After validation passes, three stages run in parallel:

Security Stage:

  • tfsec → Terraform security scanning
  • Trivy → IaC vulnerability detection
  • Gitleaks → Secret detection

Docker Stage:

  • Trivy Docker Compose scan
  • Custom security checks (privileged containers, socket permissions, hardcoded secrets)

PR Automation (PRs only):

  • Display PR information
  • Auto-label by changed files
  • Size labeling (XS/S/M/L/XL based on lines changed)
  • Conventional commits validation (informational)

Stage 5: Summary

Aggregates results from all stages and provides a clear pass/fail status.

Monitoring

Current Status

Monitoring stack is fully implemented and ready to deploy!

Architecture

The monitoring stack uses Prometheus + Grafana with exporters for comprehensive observability:

┌───────────────────────────────────────────────────┐
│              MONITORING STACK                     │
├───────────────────────────────────────────────────┤
│                                                   │
│  ┌──────────────┐      ┌──────────────┐         │
│  │ Node Exporter│─────▶│              │         │
│  │  (System)    │      │  Prometheus  │         │
│  └──────────────┘      │   :9090      │         │
│                        │              │         │
│  ┌──────────────┐      │              │         │
│  │  cAdvisor    │─────▶│              │         │
│  │ (Containers) │      └──────┬───────┘         │
│  └──────────────┘             │                  │
│                                ▼                  │
│                        ┌──────────────┐          │
│                        │   Grafana    │          │
│                        │    :3000     │          │
│                        └──────┬───────┘          │
│                               │                   │
│                        ┌──────▼───────┐          │
│                        │     Caddy    │          │
│                        │  Reverse     │          │
│                        │    Proxy     │          │
│                        └──────────────┘          │
│                               │                   │
└───────────────────────────────┼───────────────────┘
                                ▼
            https://tailscale-hostname:3000 (via Tailscale Serve)

◆ **Problem set**:
1. In the passage, which tool handles secret detection in the security stage?
2. Return the part of the passage that starts at the words "Aggregates results from" and ends after "ready to deploy!", copying it word for word.

◆ **Information shown**:
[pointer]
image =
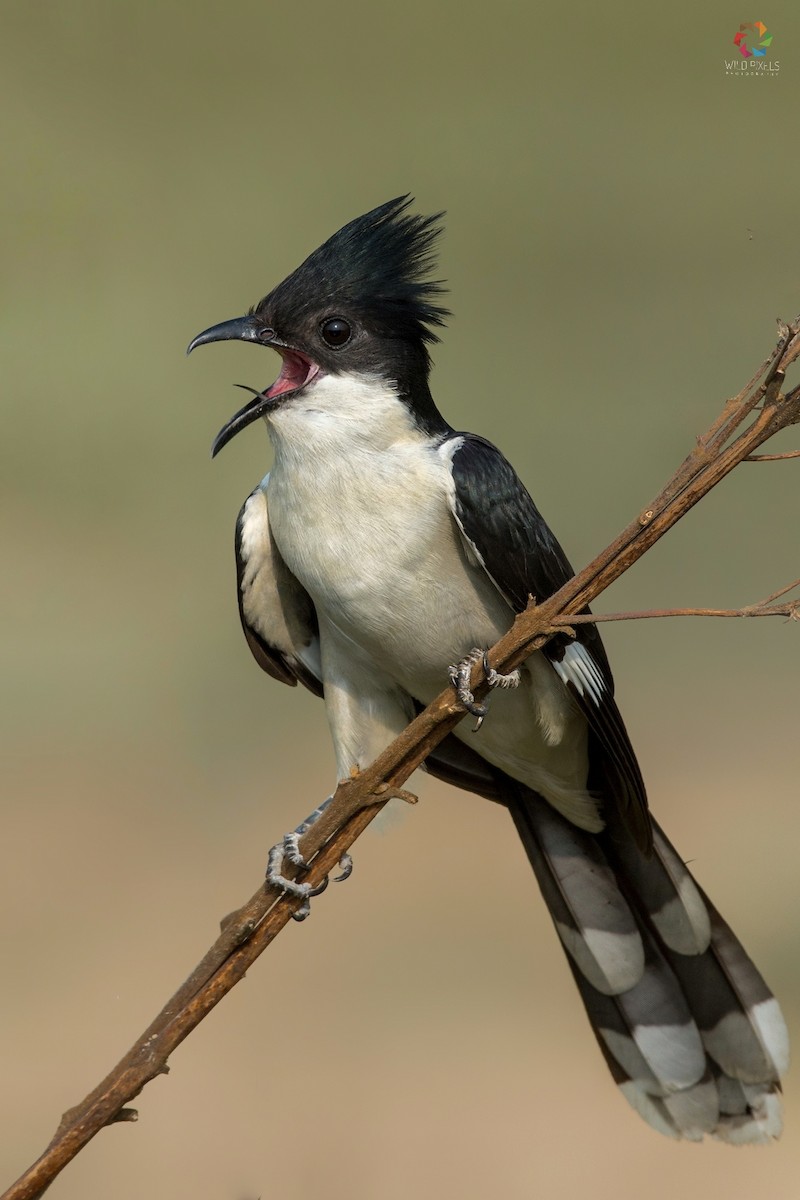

◆ **Solutions below**:
1. Gitleaks

2.
Aggregates results from all stages and provides a clear pass/fail status.

Monitoring

Current Status

Monitoring stack is fully implemented and ready to deploy!